Trump said the US government had not received any official word of a change in plans for the June 12 meeting in Singapore.
“We haven’t been notified at all. We’ll have to see,” Trump said in the Oval Office.
“We haven’t seen anything. We haven’t heard anything. We will see what happens. Whatever it is, it is.”
After weeks of warm words and diplomatic backslapping, Pyongyang abruptly threatened to pull out Tuesday, over US demands for “unilateral nuclear abandonment.”
In an angrily worded statement, the North warned “if the US is trying to drive us into a corner to force our unilateral nuclear abandonment, we will no longer be interested in such dialogue.”
The statement was attributed to first vice foreign minister Kim Kye Gwan and carried by state media KCNA.
In that case, he added, Pyongyang would have to “reconsider” its participation at next month’s summit in Singapore.
The first vice foreign minister also tore into Trump’s National Security Advisor John Bolton for drawing parallels between North Korea and Libya, calling the comparison “absolutely absurd.”
“We do not hide our feeling of repugnance towards him,” he said of Bolton.
Bolton has pushed the idea of a deal with North Korea like that reached with Libya’s Moamer Kadhafi, who agreed in 2003 to the elimination of his country’s nuclear program and chemical weapons arsenal to gain sanctions relief.
After giving up his atomic program, Kadhafi was killed in 2011 in an uprising backed by NATO bombing.
A plea from China
Experts have not been surprised by the sudden about face, expecting bumps in the road as tough issues to be discussed in the meeting come into sharper focus.
Washington is pressing for North Korea’s complete, verifiable and irreversible denuclearization. But so far, the North has given no public indication of what it is offering, beyond a broad commitment to denuclearization of the “Korean peninsula.”
Pyongyang “made clear on several occasions that precondition for denuclearization is to put an end to anti-DPRK hostile policy and nuclear threats and blackmail of the United States,” the North Korean minister said.
In the past, Pyongyang has demanded the withdrawal of US troops stationed in the South, and an end to Washington’s nuclear umbrella over its ally.
China, North Korea’s sole major ally, called for the summit to go ahead.
“The situation on the peninsula has eased up, which is worth cherishing,” Chinese foreign ministry spokesman Lu Kang told a regular briefing.
“We have never had any expectation of US support in carrying out our economic construction and will not at all make such a deal in future,” he said.
French Foreign Minister Jean-Yves Le Drian urged North Korea to “demonstrate its sincerity to negotiate on its denuclearization.”
During a meeting with his Chinese counterpart Wang Yi, Le Drian said: “Highs and lows can come along as the recent news from the peninsula shows, but we must not lose sight of the goal.”
The White House said plans for the summit were moving ahead.

SUPPLIED INFORMATION:
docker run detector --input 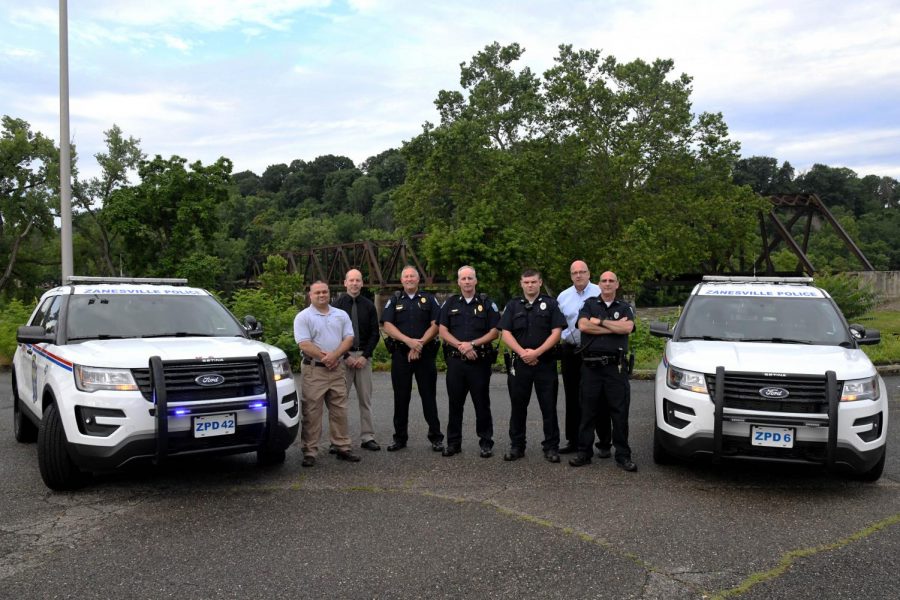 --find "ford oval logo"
[194,373,225,387]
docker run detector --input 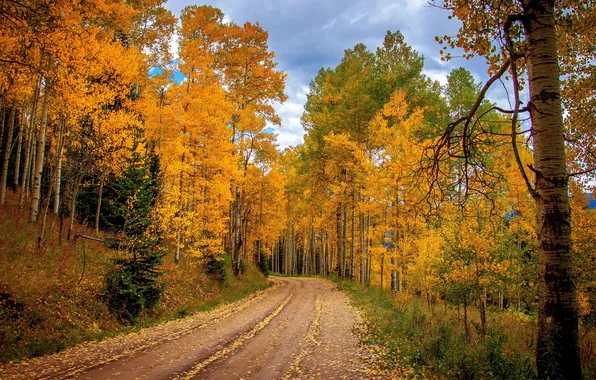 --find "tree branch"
[504,15,539,198]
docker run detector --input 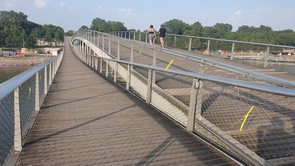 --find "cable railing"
[72,31,295,165]
[111,31,295,73]
[0,47,63,165]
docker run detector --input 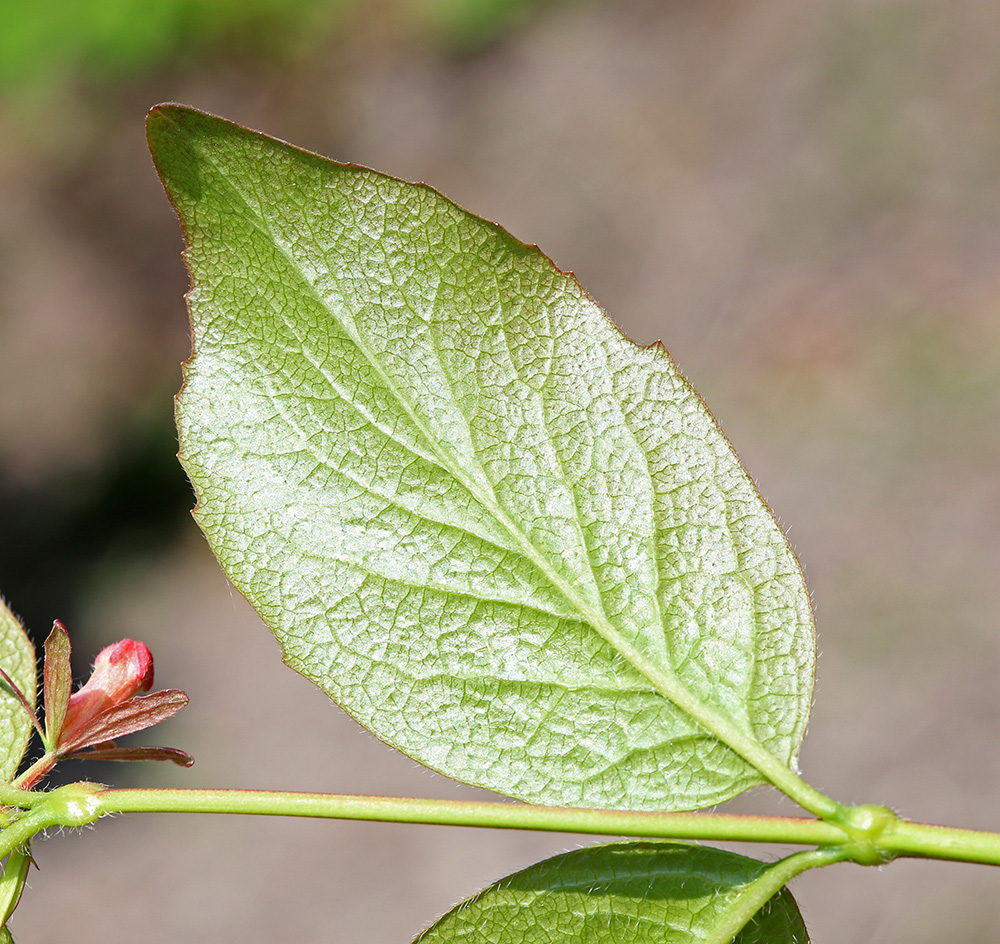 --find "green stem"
[878,819,1000,865]
[0,783,1000,868]
[94,789,847,845]
[702,847,850,944]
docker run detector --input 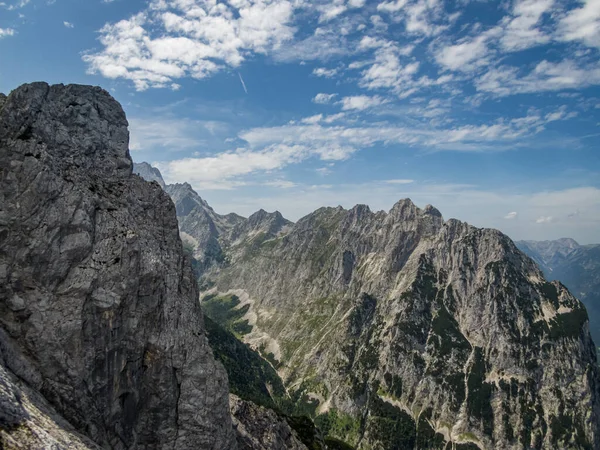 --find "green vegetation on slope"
[202,294,252,338]
[204,316,289,410]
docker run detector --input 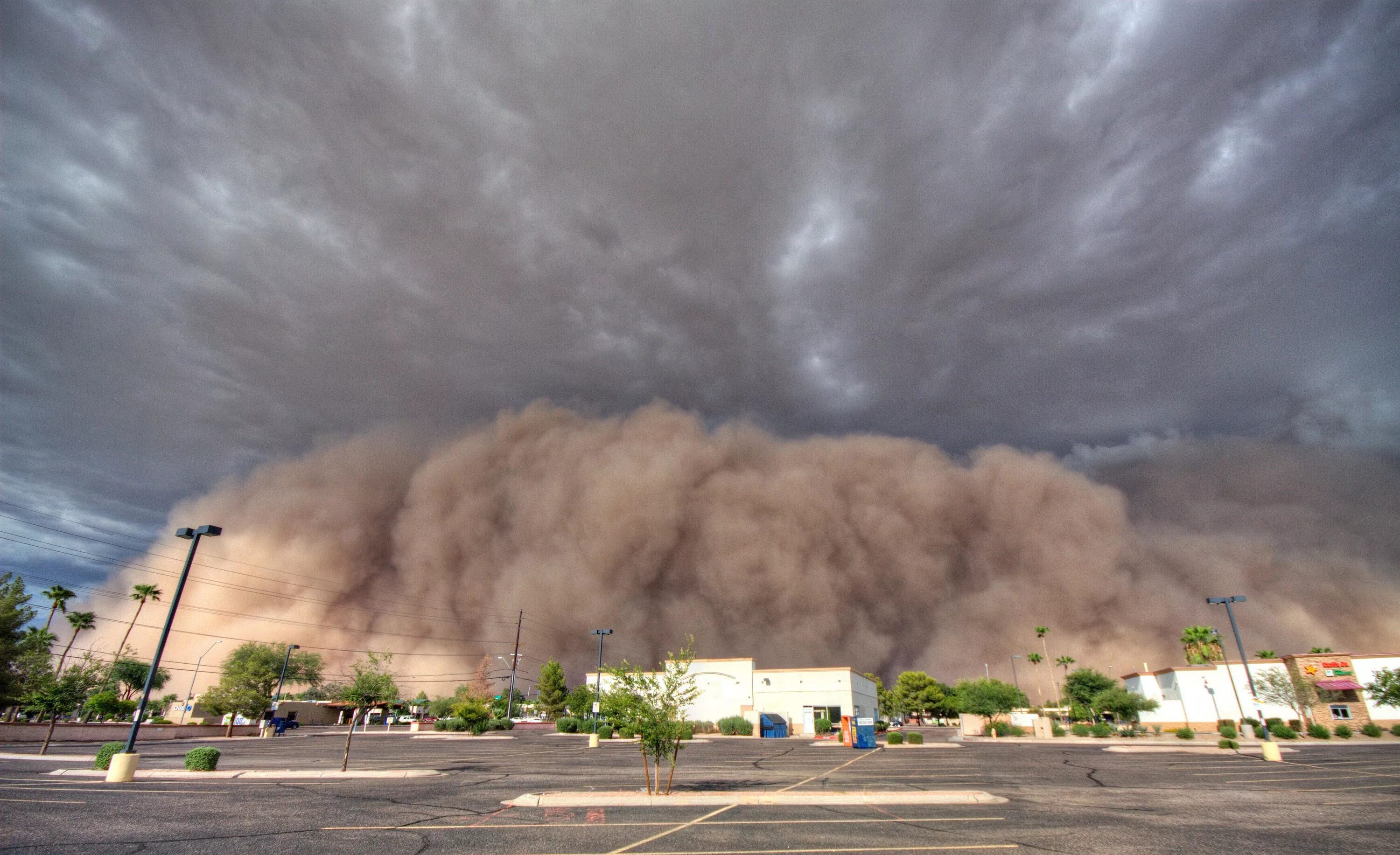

WHAT IS NEEDED: Please go on with the article about North Korea's threat to pull out of the Singapore summit, starting after its last sentence. The entries play no part in this work.

ANSWER TO THIS EXERCISE:
“The president is ready if the meeting takes place. And if it doesn’t, we will continue the maximum pressure campaign that has been ongoing,” White House Press Secretary Sarah Sanders said.
The North Korean warning follows a weeks-long charm offensive that has seen Kim Jong Un hold a historic summit with the South’s president and meet twice with Chinese President Xi Jinping.
Pyongyang also raised hopes ahead of the US summit by announcing it will destroy its nuclear testing site next week.
Analysts said Pyongyang appeared to be trying to redefine the terms of the debate.
“It’s a diplomatic tactic,” Kim Hyun-wook, professor at the Korea National Diplomatic Academy, told AFP, calling it “brinkmanship to change the US position.”
“It looks like Kim Jong Un was pushed into accepting US demands for ‘denuclearization-first’ but is now trying to change its position after normalizing North Korea-China relations and securing economic assistance,” he added.
“The classic North Korean tightrope diplomacy between the US and China has begun.”
US officials have repeatedly claimed credit for Washington’s “maximum pressure” policy for bringing Pyongyang to the negotiating table.
Joshua Pollack of the Middlebury Institute for International Studies said Pyongyang had been irritated by the “triumphalist tone.”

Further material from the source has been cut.